◆ Work to complete
Could you write the entries out again, exactly as they appear?

*** Material supplied ***

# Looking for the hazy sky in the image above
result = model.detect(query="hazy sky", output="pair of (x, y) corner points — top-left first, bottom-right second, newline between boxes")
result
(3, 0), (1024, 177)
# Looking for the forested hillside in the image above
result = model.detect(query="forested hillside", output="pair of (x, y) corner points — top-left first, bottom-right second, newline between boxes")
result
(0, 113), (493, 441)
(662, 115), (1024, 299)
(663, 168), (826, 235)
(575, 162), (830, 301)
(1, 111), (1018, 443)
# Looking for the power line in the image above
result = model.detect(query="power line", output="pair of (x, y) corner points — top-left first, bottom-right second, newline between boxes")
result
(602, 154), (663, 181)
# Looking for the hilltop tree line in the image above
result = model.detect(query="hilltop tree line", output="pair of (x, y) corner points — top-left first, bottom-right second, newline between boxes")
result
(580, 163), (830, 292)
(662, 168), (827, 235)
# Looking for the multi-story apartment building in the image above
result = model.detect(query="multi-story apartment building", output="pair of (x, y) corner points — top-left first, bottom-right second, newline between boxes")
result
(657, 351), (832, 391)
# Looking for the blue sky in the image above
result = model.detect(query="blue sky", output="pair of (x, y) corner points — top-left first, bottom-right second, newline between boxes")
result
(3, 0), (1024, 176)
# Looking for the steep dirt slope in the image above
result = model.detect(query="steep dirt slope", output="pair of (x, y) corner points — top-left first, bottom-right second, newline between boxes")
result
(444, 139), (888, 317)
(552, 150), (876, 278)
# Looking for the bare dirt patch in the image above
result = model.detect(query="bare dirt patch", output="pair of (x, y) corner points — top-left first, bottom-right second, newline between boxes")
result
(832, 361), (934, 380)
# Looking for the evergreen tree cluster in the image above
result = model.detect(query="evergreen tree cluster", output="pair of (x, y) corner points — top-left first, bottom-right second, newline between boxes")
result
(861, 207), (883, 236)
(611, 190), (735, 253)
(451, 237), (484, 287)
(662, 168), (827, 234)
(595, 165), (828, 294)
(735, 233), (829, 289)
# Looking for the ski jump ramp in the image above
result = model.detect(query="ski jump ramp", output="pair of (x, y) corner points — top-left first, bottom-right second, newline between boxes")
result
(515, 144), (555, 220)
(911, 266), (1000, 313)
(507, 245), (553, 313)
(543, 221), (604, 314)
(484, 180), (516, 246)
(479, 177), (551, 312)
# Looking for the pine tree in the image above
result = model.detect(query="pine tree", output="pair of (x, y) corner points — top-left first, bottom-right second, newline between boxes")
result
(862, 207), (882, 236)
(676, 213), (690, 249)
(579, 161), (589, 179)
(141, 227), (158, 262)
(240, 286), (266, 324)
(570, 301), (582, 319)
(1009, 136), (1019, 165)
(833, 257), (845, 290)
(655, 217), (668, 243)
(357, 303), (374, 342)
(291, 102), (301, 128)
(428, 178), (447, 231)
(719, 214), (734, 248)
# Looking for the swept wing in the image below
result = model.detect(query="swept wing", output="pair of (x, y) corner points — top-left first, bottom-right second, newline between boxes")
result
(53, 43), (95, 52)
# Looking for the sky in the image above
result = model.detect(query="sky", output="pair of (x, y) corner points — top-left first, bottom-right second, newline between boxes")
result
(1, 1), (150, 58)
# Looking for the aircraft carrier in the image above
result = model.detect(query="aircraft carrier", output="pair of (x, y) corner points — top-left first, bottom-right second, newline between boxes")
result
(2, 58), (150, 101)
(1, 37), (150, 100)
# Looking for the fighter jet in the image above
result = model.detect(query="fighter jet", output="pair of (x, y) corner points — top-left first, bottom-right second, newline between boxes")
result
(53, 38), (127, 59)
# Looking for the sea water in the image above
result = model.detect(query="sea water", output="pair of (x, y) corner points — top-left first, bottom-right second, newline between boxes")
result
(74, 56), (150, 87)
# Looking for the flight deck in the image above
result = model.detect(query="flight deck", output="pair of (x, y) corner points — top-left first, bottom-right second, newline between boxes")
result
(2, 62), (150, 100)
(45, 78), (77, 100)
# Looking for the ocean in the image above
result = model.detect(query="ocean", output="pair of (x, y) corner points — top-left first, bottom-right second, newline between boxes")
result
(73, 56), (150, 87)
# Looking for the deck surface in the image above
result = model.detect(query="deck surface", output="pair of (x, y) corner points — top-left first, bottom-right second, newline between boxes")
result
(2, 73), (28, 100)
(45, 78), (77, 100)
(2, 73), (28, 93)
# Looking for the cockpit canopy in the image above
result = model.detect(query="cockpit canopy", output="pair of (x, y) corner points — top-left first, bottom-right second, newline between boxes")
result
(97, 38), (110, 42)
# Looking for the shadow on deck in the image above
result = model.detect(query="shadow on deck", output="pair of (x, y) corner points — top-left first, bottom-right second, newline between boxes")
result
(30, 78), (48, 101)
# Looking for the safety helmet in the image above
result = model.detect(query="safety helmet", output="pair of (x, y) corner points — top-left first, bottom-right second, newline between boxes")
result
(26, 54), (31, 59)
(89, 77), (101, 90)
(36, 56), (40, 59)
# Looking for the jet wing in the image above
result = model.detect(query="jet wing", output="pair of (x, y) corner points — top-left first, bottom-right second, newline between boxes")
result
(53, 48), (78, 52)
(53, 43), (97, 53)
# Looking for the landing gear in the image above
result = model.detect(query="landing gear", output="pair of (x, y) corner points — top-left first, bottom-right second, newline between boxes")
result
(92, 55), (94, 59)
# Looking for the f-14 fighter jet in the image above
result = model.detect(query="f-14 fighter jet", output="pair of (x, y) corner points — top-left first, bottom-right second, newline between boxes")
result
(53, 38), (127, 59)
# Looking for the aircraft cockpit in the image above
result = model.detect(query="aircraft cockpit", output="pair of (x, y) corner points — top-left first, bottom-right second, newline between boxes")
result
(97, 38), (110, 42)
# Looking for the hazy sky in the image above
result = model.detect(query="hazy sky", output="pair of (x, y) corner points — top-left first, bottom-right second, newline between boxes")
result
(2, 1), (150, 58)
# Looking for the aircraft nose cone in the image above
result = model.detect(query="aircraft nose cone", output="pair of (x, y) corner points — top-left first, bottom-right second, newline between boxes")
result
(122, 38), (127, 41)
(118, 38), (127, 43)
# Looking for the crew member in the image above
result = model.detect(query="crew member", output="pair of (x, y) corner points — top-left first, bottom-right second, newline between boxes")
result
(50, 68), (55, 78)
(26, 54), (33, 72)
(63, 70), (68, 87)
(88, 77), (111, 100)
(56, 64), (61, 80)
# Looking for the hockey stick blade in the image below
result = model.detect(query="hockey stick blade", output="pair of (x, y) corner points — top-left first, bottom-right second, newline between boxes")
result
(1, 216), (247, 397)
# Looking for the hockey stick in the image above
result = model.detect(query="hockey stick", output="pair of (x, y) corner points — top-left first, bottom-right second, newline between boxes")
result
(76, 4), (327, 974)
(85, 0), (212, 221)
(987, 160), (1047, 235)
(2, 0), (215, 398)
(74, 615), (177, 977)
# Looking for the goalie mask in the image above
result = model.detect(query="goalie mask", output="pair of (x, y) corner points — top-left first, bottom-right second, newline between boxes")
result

*** End of Material supplied ***

◆ Output for this task
# Looking for the hazy sky in the image above
result = model.detect(query="hazy sky", output="pair of (x, y) corner points — top-left first, bottom-right second, newline between boxes")
result
(3, 0), (1024, 177)
# Looking for the forested hillside in the image above
result = model.detect(query="forested hillside", output="pair of (x, y) corner points — top-left first, bottom-right second, newline between boxes")
result
(0, 113), (493, 441)
(662, 115), (1024, 299)
(663, 168), (826, 235)
(575, 162), (830, 301)
(1, 111), (1018, 443)
# Looking for the power line in the image above
result = model.detect(query="power line", output="pair of (x, y) corner points — top-left first, bottom-right second, newline between boxes")
result
(602, 154), (663, 181)
# Looking for the hilltop tree line in the image above
result = model.detect(query="hilltop tree line", output="pair of (x, y) corner points — top-left first, bottom-right second, newline between boxes")
result
(580, 163), (830, 292)
(662, 168), (827, 235)
# Looking for the multi-story apartment building in the image above
result = model.detect(query="multi-story apartment building", output="pair of (x, y) corner points — top-left first, bottom-right second, newline between boxes")
result
(657, 351), (832, 391)
# Looking for the blue sky in the image above
result = model.detect(query="blue sky", output="pair of (x, y) corner points — top-left first, bottom-right second, newline between boxes")
result
(3, 0), (1024, 176)
# Looking for the steep dirt slope in the image above
result = model.detect(query="steep dirt slope", output="pair of (x, y) corner points — top-left first, bottom-right second, newline between boxes")
result
(444, 139), (888, 317)
(552, 150), (876, 278)
# Looking for the bare dirt patch in the image above
result = model.detect(query="bare dirt patch", output="pair of (x, y) corner points — top-left first, bottom-right second, newline between boxes")
result
(832, 361), (934, 380)
# Looking for the evergreen tree cluster in the image above
result = model.detect(query="evergreen tree cluster", output="pair of (x, y) corner points — top-left first, bottom-right second, newline between boxes")
result
(861, 207), (883, 236)
(611, 190), (735, 253)
(451, 237), (484, 287)
(662, 168), (827, 234)
(595, 165), (828, 294)
(735, 233), (829, 289)
# Looking for the ski jump ramp in the image above
result = model.detect(query="ski jump ramp", output="pair of (x, y) corner points — top-left first, bottom-right second, newline between boxes")
result
(515, 144), (555, 220)
(911, 266), (1000, 313)
(507, 245), (553, 313)
(543, 221), (604, 314)
(484, 180), (516, 246)
(479, 177), (551, 312)
# Looking for the pine tree in the image above
result = model.detect(query="pine tree", output="pair of (x, y) corner points — top-left first, bottom-right second, newline between boxes")
result
(862, 207), (882, 236)
(676, 213), (690, 249)
(579, 161), (589, 179)
(141, 227), (158, 262)
(240, 286), (266, 324)
(570, 301), (582, 319)
(1009, 136), (1019, 165)
(833, 257), (845, 290)
(655, 217), (668, 243)
(357, 303), (374, 342)
(291, 102), (301, 128)
(428, 178), (447, 231)
(719, 214), (734, 248)
# Looking for the swept wing in the image below
result = model.detect(query="swept wing", output="pair of (x, y) corner points — top-left first, bottom-right second, newline between boxes")
result
(53, 43), (95, 52)
# Looking for the sky in the image above
result = model.detect(query="sky", output="pair of (x, y) corner points — top-left first, bottom-right second, newline between boxes")
result
(1, 1), (150, 58)
# Looking for the aircraft carrier in the image above
result = model.detect(query="aircraft carrier", output="pair of (x, y) corner points — top-left first, bottom-right second, newline between boxes")
result
(2, 58), (150, 101)
(1, 37), (150, 100)
# Looking for the fighter jet in the image above
result = model.detect(query="fighter jet", output="pair of (x, y) corner points — top-left first, bottom-right second, newline between boxes")
result
(53, 38), (127, 59)
# Looking for the sea water in the image above
result = model.detect(query="sea water", output="pair of (x, y) corner points — top-left first, bottom-right second, newline between boxes")
result
(74, 56), (150, 87)
# Looking for the flight deck in the image above
result = model.detect(query="flight deck", output="pair of (x, y) corner points — top-left first, bottom-right second, newline between boxes")
result
(2, 62), (150, 100)
(45, 78), (77, 100)
# Looking for the ocean in the image above
result = model.detect(query="ocean", output="pair of (x, y) corner points — top-left first, bottom-right second, newline between boxes")
result
(73, 56), (150, 87)
# Looking for the deck surface in the image above
result = model.detect(query="deck surface", output="pair of (x, y) corner points — top-left first, bottom-right second, newline between boxes")
result
(2, 73), (28, 100)
(45, 78), (77, 100)
(2, 73), (28, 93)
# Looking for the cockpit canopy in the image above
result = model.detect(query="cockpit canopy", output="pair of (x, y) corner points — top-left first, bottom-right second, newline between boxes")
result
(97, 38), (110, 42)
# Looking for the shadow on deck in the image above
result = model.detect(query="shadow on deck", output="pair of (x, y) corner points — top-left first, bottom-right second, newline between boxes")
result
(30, 78), (48, 101)
# Looking for the safety helmet in the image above
result = model.detect(query="safety helmet", output="pair of (x, y) corner points — top-left first, bottom-right second, newline between boxes")
result
(26, 54), (31, 59)
(89, 77), (101, 90)
(36, 56), (40, 59)
# Looking for the jet wing in the image above
result = model.detect(query="jet wing", output="pair of (x, y) corner points — top-left first, bottom-right second, newline between boxes")
result
(53, 48), (78, 52)
(53, 43), (97, 53)
# Looking for the landing gear in the image above
result = model.detect(query="landing gear", output="pair of (x, y) corner points — top-left first, bottom-right second, newline between boxes")
result
(92, 55), (94, 59)
# Looking for the f-14 fighter jet in the image above
result = model.detect(query="f-14 fighter jet", output="pair of (x, y) corner points — top-left first, bottom-right second, newline between boxes")
result
(53, 38), (127, 59)
# Looking for the aircraft cockpit in the image above
result = model.detect(query="aircraft cockpit", output="pair of (x, y) corner points — top-left first, bottom-right second, newline between boxes")
result
(97, 38), (110, 42)
# Looking for the hazy sky in the image above
result = model.detect(query="hazy sky", output="pair of (x, y) corner points — top-left first, bottom-right second, newline between boxes")
result
(2, 1), (150, 58)
# Looking for the aircraft nose cone in the image above
result = model.detect(query="aircraft nose cone", output="pair of (x, y) corner points — top-left first, bottom-right second, newline between boxes")
result
(122, 38), (127, 41)
(118, 38), (127, 43)
# Looking for the crew member in the image above
result = model.detect(query="crew member", output="pair of (x, y) corner points — top-left first, bottom-right second, newline between boxes")
result
(50, 68), (55, 78)
(26, 54), (33, 72)
(63, 70), (68, 87)
(88, 77), (111, 100)
(56, 64), (61, 80)
# Looking for the hockey stick blade in the image below
result = model.detect(query="hockey stick blade", output="pair of (x, y) corner points — top-left first, bottom-right second, newline between boxes")
result
(1, 216), (247, 397)
# Looking for the hockey stick in the image above
result = model.detect(query="hockey stick", output="pair of (x, y) corner points — top-left first, bottom-right second, newline between boxes")
result
(76, 4), (327, 974)
(85, 0), (212, 221)
(987, 160), (1047, 235)
(2, 0), (215, 398)
(74, 615), (177, 977)
# Looking for the goalie mask in the image above
result = model.detect(query="goalie mask", output="pair of (x, y) corner points — top-left first, bottom-right second, newline between boxes")
result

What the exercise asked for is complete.